Could you extract everything from "Quality of life is" down to "quality of life." in the post on life balance, copying it word for word?

### Quoted passage
━━━

How do you define a life of Balance?


yin yang1I’m so excited. By now most of you have heard my big news—I am on the coast FULL-TIME! (Or at least my new version of full-time, working four days a week.) It’s about quality of life which relates to balance in my life. For the last two years I have been running two practices and commuting back and forth to the city to keep them going. I was working six days a week. It meant early ferries and long commutes and a few nights a week away from my family.

At first I liked the challenge of running two practices. It was fun going back and forth between two worlds, taking on a new venture here while having the stability of an established practice in the city. Surprisingly, even the ferry commute had its charms. But inevitably the reality of a six-day workweek began to take its toll and I found it harder to regain my energy on the shortened weekend before going back to the longer workweek. That fine life balance that I coach patients on was getting harder to sustain, as I had less and less time for my family and all my other pursuits.

Quality of life is going to mean different things to different people. So how would I define “quality of life”? I believe it’s a balance between the things I value in life that are meaningful and important to me: my family, my health, and my quest for understanding, of which I can pass on to others to help them improve their quality of life.

━━━

### Listed records
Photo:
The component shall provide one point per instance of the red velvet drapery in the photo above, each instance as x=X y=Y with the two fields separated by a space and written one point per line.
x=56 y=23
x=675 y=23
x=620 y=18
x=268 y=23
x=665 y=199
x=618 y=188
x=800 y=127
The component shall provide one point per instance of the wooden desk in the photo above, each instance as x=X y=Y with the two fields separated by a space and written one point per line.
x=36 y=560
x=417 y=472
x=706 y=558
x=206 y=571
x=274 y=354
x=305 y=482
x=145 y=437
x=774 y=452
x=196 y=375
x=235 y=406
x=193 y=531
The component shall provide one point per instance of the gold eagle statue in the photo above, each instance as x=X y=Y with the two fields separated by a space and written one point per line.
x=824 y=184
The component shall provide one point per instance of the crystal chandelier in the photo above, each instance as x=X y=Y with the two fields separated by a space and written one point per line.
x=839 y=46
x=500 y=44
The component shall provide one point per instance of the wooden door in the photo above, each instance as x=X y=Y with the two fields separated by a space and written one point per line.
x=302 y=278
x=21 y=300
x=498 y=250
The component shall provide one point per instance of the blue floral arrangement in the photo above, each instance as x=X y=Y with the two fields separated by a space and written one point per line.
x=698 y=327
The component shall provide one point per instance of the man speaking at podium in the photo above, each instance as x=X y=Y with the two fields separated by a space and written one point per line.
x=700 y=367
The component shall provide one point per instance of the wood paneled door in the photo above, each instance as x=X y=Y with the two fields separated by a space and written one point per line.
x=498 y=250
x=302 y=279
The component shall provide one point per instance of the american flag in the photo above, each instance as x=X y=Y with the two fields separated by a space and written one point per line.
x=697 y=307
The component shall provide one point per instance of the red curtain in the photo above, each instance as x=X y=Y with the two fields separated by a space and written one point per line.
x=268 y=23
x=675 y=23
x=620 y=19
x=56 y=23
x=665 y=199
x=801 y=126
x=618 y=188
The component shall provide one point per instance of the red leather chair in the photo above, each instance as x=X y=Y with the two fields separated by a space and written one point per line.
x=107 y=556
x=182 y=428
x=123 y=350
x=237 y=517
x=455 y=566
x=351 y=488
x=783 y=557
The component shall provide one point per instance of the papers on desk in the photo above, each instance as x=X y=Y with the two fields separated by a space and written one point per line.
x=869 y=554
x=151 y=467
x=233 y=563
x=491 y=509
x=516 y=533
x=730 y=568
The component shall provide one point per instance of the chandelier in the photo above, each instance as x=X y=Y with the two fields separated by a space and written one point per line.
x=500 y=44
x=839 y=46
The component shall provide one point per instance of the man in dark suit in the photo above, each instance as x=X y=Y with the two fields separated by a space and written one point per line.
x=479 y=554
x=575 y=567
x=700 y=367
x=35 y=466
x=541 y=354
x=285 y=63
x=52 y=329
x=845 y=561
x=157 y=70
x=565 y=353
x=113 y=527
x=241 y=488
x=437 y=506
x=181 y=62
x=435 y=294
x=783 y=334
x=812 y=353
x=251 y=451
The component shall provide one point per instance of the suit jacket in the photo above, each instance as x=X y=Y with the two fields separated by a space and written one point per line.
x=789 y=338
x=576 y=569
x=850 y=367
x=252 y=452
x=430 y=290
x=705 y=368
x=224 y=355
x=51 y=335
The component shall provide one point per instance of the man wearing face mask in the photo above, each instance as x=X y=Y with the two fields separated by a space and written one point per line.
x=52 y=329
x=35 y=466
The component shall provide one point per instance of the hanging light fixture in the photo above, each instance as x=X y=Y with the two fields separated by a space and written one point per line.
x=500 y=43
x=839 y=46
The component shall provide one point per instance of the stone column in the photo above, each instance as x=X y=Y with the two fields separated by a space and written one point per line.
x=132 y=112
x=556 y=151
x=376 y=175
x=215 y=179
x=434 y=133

━━━

### Solution for this problem
Quality of life is going to mean different things to different people. So how would I define “quality of life”? I believe it’s a balance between the things I value in life that are meaningful and important to me: my family, my health, and my quest for understanding, of which I can pass on to others to help them improve their quality of life.